**QUOTED TEXT:**

■ ■ ■ ■

In this essay we will discuss about World Bank Group. After reading this essay you will learn about: 1. Meaning of World Bank 2. The International Bank for Reconstruction and Development 3. International Development Association 4. International Finance Corporation 5.The Multilateral Investment Guarantee Agency 6. The International Centre for Settlement of Investment Disputes.

Contents:

  1. Essay on the Meaning of World Bank
  2. Essay on The International Bank for Reconstruction and Development
  3. Essay on the International Development Association
  4. Essay on the International Finance Corporation
  5. Essay on the The Multilateral Investment Guarantee Agency
  6. Essay on the The International Centre for Settlement of Investment Disputes

Essay # 1. Meaning of World Bank:

The World Bank Group consists of five closely associated institutions (Fig. 4.1), all owned by member countries that carry the ultimate decision-making power. Each institution plays a distinct role in the mission to fight poverty and improve living standards for people in the developing world.

■ ■ ■ ■

Raw records
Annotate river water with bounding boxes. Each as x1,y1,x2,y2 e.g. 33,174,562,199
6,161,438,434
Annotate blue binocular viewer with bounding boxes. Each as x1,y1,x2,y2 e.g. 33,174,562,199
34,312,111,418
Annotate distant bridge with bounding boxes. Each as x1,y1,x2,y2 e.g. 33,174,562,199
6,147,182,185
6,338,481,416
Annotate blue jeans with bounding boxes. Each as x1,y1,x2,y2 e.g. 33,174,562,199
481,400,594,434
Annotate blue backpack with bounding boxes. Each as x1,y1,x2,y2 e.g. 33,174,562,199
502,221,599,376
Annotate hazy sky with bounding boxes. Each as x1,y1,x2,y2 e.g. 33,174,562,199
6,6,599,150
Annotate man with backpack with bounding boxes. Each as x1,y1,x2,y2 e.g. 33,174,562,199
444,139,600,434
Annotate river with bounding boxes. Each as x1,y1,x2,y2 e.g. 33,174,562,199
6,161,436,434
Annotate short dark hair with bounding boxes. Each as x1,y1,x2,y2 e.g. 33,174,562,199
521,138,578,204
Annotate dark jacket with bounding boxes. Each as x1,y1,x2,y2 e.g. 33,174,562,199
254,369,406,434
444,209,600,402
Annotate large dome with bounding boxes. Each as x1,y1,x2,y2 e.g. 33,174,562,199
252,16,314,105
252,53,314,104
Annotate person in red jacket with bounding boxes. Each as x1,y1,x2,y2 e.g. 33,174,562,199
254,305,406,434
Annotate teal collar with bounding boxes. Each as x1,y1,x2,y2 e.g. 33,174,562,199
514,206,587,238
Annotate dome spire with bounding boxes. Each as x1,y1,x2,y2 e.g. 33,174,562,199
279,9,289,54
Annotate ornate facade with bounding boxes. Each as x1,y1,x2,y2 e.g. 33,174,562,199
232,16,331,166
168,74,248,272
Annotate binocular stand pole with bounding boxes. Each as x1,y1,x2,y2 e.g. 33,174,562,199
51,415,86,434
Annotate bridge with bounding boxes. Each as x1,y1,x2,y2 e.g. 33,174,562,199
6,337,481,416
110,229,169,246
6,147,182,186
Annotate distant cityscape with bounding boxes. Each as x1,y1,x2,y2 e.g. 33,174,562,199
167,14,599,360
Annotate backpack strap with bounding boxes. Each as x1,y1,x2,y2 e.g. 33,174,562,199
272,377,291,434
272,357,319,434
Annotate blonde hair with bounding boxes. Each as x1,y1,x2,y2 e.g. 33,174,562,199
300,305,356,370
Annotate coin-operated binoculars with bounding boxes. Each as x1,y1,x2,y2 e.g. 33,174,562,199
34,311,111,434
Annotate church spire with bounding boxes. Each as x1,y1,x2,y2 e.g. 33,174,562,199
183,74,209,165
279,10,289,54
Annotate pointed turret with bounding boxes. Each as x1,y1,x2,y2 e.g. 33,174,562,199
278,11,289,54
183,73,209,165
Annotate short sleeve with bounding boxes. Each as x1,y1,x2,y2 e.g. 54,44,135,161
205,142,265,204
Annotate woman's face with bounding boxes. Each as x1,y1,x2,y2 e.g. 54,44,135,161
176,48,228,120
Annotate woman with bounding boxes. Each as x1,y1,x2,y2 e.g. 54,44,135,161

■ ■ ■ ■

**TASKS FOR THIS EXERCISE:**
1. In the World Bank Group text, how many closely associated institutions make up the World Bank Group?
2. Output the World Bank Group text between "Essay # 1. Meaning" and "the developing world.", inclusive.
3. Name every institution that the World Bank Group text lists in its contents, apart from the World Bank itself.

**THE REPLIES:**
1. Five.

2.
Essay # 1. Meaning of World Bank:

The World Bank Group consists of five closely associated institutions (Fig. 4.1), all owned by member countries that carry the ultimate decision-making power. Each institution plays a distinct role in the mission to fight poverty and improve living standards for people in the developing world.

3.
- The International Bank for Reconstruction and Development
- The International Development Association
- The International Finance Corporation
- The Multilateral Investment Guarantee Agency
- The International Centre for Settlement of Investment Disputes